### Action item
Please retype the data that follows, starting at the line containing "Target: egret's wing" and stopping after the last line.

[Collected data entries]
______________________________
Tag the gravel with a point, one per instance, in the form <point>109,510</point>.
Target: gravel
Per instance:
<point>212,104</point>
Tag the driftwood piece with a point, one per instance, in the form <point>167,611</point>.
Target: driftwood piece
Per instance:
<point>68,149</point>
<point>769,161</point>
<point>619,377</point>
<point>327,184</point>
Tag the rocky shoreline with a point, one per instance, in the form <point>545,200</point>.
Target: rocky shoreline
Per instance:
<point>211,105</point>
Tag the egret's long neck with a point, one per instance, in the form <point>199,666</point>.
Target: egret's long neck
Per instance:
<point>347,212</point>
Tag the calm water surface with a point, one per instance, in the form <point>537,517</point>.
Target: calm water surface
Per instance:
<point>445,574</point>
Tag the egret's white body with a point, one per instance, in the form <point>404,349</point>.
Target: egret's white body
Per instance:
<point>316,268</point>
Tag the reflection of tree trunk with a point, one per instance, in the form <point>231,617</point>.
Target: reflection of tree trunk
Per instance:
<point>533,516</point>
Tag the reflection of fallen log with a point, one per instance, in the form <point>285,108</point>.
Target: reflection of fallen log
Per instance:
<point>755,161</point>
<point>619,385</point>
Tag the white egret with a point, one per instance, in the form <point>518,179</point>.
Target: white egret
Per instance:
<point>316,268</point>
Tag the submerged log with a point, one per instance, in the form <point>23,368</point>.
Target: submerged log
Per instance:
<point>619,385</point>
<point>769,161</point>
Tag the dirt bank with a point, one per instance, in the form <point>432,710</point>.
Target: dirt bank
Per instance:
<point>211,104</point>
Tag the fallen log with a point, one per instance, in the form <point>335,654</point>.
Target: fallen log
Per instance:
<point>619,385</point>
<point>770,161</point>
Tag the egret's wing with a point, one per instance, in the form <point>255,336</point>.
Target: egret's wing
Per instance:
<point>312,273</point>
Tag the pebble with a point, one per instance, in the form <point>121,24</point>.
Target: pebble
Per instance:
______________________________
### Response to the exercise
Target: egret's wing
Per instance:
<point>312,273</point>
Tag the pebble with a point, one per instance, in the form <point>121,24</point>.
Target: pebble
Per instance:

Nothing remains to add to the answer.